▶ [Given data]:

◆ ◆ ◆ ◆ ◆ ◆ ◆

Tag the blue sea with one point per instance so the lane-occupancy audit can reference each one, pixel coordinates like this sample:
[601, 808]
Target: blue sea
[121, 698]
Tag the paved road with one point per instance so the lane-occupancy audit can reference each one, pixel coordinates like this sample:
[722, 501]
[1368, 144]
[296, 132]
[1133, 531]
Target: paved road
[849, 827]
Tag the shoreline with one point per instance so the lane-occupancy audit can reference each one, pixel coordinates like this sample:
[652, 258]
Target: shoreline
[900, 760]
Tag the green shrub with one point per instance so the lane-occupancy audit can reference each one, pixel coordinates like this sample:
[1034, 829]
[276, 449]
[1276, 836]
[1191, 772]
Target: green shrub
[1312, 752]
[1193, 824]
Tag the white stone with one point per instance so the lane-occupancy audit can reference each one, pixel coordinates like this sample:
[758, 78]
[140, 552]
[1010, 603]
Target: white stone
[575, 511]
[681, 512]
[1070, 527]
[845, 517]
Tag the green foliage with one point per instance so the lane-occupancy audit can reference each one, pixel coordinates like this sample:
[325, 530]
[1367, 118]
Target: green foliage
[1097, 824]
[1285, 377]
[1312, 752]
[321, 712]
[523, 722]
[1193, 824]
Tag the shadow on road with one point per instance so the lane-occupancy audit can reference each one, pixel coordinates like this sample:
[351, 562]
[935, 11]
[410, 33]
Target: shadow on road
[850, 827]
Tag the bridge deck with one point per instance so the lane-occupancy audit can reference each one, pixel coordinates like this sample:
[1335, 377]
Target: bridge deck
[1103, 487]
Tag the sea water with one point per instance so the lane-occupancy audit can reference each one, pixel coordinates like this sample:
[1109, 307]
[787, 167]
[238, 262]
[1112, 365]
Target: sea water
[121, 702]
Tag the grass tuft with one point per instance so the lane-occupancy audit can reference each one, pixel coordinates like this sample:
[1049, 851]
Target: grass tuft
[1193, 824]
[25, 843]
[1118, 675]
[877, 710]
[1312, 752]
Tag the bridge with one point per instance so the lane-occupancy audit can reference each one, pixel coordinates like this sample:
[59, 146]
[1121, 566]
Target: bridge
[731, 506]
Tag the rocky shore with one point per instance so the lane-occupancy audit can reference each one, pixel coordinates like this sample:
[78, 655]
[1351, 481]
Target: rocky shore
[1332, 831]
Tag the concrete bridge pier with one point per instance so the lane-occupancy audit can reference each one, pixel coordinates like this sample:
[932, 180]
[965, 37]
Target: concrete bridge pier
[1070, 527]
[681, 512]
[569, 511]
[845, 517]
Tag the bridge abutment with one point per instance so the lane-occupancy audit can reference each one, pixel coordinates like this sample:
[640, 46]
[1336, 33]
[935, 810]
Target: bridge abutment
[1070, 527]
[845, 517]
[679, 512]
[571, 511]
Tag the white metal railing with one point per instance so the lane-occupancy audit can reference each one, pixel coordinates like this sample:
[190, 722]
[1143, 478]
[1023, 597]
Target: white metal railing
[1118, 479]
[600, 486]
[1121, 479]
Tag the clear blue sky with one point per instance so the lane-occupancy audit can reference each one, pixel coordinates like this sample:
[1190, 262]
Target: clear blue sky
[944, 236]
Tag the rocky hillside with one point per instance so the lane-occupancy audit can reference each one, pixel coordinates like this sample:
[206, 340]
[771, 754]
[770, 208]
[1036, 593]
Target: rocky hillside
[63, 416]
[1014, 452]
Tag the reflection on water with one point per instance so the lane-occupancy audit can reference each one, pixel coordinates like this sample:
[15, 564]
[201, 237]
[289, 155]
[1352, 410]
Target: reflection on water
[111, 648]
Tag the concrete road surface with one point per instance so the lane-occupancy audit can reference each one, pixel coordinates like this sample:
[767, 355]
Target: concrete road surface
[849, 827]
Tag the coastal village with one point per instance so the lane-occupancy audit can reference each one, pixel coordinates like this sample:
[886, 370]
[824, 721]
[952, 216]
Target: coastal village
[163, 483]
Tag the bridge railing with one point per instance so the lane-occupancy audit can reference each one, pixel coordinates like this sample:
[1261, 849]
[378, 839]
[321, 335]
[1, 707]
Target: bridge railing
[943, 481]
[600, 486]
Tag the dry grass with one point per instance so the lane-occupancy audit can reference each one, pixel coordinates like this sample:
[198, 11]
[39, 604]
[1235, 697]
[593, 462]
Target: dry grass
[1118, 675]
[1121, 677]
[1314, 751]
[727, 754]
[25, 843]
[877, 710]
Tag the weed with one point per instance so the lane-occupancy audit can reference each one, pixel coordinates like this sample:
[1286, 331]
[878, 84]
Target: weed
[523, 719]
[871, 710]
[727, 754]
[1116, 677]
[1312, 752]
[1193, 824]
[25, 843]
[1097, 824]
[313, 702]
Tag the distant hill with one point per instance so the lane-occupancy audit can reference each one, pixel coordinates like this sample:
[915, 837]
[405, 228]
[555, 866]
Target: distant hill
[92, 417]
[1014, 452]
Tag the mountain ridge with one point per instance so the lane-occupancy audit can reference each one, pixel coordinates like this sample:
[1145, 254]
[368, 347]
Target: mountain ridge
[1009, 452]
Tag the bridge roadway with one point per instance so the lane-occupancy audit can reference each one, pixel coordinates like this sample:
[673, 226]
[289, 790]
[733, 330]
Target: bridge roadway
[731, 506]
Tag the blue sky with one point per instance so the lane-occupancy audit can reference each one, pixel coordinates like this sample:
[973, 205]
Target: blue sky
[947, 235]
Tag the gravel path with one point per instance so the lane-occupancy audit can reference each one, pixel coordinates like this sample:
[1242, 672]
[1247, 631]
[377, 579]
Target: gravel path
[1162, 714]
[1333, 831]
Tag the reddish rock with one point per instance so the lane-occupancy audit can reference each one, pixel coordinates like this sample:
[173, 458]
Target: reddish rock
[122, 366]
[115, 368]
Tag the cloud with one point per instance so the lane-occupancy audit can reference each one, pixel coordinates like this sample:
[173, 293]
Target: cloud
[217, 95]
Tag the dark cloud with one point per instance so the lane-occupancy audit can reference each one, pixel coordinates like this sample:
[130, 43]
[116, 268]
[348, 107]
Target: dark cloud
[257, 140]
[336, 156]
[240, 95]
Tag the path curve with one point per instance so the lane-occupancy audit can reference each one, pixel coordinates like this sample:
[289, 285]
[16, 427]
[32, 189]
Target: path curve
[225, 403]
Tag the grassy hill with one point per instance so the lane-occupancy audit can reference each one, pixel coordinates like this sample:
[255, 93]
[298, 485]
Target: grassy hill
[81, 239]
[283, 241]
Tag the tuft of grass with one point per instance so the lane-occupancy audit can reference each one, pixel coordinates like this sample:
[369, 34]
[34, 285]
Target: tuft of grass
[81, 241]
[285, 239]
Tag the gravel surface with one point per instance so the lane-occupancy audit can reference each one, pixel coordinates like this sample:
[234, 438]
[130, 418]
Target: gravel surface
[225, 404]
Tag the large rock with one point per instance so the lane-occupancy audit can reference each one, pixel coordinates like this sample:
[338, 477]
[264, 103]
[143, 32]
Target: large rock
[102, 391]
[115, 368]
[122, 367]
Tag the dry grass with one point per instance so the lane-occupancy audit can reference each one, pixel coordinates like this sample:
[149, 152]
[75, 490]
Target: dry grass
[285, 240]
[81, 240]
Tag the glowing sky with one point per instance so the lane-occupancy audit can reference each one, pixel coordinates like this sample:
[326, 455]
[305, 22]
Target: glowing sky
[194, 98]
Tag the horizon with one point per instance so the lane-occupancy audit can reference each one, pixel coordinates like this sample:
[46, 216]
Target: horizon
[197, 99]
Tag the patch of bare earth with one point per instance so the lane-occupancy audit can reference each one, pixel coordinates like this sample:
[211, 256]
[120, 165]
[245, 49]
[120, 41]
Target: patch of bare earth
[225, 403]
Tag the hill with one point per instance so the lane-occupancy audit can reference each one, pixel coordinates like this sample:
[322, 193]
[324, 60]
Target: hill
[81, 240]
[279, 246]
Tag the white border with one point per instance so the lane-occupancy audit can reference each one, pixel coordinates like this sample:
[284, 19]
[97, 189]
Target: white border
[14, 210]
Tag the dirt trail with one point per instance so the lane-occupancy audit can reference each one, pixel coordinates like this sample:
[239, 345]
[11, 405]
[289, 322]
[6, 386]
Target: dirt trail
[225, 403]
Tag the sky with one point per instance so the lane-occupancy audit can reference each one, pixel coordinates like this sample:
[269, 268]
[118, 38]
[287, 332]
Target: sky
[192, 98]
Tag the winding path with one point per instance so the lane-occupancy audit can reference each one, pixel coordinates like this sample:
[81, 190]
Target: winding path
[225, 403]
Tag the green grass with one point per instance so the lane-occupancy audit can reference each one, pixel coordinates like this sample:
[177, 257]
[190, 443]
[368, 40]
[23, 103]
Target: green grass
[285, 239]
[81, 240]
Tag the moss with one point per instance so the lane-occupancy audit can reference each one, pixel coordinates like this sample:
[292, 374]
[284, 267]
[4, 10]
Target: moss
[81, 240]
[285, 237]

◆ ◆ ◆ ◆ ◆ ◆ ◆

▶ [Exercise directions]:
Give back exactly the lines beginning at the one with "Tag the hill" and ending at the final line of the material; both boundary lines belong in it.

▶ [Solution for this problem]:
Tag the hill with one point per instance so the lane-occupancy audit can reference each one, pixel coordinates like this sample:
[322, 193]
[324, 60]
Target: hill
[81, 240]
[279, 246]
Tag the white border with one point per instance so the lane-occupancy audit can reference each one, pixel coordinates like this sample:
[284, 19]
[97, 189]
Target: white border
[14, 210]
Tag the dirt trail with one point per instance so the lane-occupancy audit can reference each one, pixel coordinates like this sample:
[239, 345]
[11, 405]
[289, 322]
[6, 386]
Target: dirt trail
[225, 403]
Tag the sky with one point per instance so the lane-occupancy audit can reference each one, pixel coordinates like this sample:
[269, 268]
[118, 38]
[287, 332]
Target: sky
[192, 98]
Tag the winding path with one point per instance so the lane-occupancy audit can reference each one, pixel coordinates like this sample:
[81, 190]
Target: winding path
[225, 403]
Tag the green grass with one point per instance so the lane-occupancy audit can reference each one, pixel coordinates like this sample:
[177, 257]
[190, 443]
[368, 40]
[23, 103]
Target: green grass
[285, 239]
[81, 240]
Tag the moss with one point per instance so the lane-occupancy audit can reference each one, pixel coordinates like this sample:
[292, 374]
[284, 267]
[4, 10]
Target: moss
[81, 240]
[285, 237]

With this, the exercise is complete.